◆ GIVEN INSTRUCTION
Rewrite the rows from the beginning through the line with "[13,0,276,18]", including the requests, and scale each bounding-box coordinate in the answers by 2.3, rounding to whole numbers with halves rounded up.

◆ Coordinate annotation entries
|---|
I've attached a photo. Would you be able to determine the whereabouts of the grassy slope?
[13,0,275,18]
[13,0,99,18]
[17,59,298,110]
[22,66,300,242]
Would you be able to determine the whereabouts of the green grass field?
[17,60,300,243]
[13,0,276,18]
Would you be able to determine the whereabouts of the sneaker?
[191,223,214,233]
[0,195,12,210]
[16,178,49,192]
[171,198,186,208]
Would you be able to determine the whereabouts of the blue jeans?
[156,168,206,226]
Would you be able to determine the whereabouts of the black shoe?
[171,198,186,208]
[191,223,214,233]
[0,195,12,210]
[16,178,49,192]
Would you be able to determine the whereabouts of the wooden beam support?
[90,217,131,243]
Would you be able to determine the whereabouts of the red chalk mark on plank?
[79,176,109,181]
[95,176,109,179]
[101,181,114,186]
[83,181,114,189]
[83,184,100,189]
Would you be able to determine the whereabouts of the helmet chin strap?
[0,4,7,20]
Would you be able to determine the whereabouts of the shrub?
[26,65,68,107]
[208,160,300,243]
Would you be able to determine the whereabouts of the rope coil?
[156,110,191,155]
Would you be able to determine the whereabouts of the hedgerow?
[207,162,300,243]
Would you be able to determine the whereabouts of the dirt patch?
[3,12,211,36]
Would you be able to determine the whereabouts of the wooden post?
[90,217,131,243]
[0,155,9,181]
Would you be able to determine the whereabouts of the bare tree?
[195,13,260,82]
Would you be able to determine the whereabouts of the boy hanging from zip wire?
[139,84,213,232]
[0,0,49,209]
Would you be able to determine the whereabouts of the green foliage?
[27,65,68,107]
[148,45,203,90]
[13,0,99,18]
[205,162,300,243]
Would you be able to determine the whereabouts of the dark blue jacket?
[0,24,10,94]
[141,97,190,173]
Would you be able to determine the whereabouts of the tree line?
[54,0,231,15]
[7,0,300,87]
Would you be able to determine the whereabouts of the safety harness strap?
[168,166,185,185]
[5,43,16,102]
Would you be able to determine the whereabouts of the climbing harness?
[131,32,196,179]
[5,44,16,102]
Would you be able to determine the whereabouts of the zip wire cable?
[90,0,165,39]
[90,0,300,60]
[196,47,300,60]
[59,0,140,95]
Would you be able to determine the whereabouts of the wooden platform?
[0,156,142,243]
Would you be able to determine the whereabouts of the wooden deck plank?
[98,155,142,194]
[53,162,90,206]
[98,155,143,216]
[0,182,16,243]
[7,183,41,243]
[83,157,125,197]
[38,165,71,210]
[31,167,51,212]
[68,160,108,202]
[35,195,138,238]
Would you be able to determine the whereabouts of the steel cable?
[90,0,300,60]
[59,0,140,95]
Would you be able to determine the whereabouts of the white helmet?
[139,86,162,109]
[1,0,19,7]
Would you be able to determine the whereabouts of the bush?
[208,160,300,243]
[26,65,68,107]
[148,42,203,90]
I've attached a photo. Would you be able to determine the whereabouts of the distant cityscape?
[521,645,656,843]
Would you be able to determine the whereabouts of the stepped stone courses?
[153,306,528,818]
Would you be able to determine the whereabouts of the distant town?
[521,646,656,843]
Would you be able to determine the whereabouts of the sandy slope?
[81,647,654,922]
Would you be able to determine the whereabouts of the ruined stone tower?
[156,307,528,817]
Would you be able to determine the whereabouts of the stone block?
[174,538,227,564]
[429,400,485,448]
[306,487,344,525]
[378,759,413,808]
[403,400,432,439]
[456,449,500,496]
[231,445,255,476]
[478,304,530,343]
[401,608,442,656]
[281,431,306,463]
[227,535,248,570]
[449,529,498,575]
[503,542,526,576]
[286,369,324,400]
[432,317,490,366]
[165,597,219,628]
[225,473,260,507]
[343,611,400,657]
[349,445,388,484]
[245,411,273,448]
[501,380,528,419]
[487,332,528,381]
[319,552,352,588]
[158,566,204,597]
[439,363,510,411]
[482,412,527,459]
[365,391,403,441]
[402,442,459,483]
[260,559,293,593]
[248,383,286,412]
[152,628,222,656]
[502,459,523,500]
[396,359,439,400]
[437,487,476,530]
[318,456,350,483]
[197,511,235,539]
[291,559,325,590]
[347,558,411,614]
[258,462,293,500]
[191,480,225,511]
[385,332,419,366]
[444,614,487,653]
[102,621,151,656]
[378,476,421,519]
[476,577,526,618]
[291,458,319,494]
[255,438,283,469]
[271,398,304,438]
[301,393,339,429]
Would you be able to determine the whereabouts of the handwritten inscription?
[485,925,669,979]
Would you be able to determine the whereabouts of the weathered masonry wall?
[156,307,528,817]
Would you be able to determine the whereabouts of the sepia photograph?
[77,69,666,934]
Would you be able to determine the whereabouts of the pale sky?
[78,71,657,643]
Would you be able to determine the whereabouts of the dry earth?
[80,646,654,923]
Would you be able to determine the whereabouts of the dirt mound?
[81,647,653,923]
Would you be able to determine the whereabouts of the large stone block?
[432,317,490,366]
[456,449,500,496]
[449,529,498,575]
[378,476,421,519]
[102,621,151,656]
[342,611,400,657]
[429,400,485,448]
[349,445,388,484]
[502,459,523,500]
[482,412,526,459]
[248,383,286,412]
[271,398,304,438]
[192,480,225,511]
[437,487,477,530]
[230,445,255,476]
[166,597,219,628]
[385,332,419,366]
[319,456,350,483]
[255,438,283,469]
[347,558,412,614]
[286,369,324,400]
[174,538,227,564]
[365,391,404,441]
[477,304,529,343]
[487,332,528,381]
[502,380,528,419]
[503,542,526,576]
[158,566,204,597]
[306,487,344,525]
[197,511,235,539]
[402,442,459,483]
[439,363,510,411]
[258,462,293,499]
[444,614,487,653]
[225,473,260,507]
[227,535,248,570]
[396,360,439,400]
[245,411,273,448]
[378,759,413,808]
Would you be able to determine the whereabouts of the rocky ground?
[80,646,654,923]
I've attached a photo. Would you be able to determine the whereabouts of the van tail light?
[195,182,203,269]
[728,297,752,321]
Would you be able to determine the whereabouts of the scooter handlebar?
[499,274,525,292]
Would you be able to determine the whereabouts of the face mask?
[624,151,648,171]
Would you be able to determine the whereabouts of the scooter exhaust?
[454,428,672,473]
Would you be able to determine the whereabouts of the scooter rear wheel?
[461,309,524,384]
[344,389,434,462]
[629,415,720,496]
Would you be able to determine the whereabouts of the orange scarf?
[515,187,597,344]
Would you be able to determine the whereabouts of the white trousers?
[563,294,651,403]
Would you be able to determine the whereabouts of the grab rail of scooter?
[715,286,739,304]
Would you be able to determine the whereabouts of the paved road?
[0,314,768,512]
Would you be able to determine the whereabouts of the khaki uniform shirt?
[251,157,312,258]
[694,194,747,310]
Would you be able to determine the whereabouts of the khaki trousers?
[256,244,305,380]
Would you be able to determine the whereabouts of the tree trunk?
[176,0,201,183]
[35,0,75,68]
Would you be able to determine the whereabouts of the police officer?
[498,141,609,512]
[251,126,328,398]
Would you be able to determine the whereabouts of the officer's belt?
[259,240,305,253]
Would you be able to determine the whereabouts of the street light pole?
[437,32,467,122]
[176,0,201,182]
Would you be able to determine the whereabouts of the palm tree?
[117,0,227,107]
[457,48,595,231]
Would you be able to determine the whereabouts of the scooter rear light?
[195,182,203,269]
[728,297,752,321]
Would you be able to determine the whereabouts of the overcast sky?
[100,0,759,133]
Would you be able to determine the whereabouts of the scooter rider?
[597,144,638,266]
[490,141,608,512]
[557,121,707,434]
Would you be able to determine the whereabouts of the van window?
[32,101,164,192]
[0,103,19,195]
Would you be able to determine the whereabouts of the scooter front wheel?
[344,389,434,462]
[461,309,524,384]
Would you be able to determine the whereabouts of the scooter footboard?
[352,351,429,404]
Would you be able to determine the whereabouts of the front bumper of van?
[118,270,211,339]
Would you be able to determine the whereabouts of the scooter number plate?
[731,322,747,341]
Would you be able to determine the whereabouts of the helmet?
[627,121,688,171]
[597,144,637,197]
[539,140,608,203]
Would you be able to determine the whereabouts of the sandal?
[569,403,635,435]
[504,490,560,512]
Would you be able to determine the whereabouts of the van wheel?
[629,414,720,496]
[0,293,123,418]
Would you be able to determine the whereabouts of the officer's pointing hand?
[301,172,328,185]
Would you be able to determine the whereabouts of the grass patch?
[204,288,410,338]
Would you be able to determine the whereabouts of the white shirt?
|---|
◆ ANSWER
I've attached a photo. Would you be able to determine the whereabouts of the grassy slope?
[30,0,633,41]
[30,0,228,41]
[39,136,685,253]
[51,152,690,557]
Would you be able to determine the whereabouts of the green grass field?
[39,138,690,559]
[30,0,635,41]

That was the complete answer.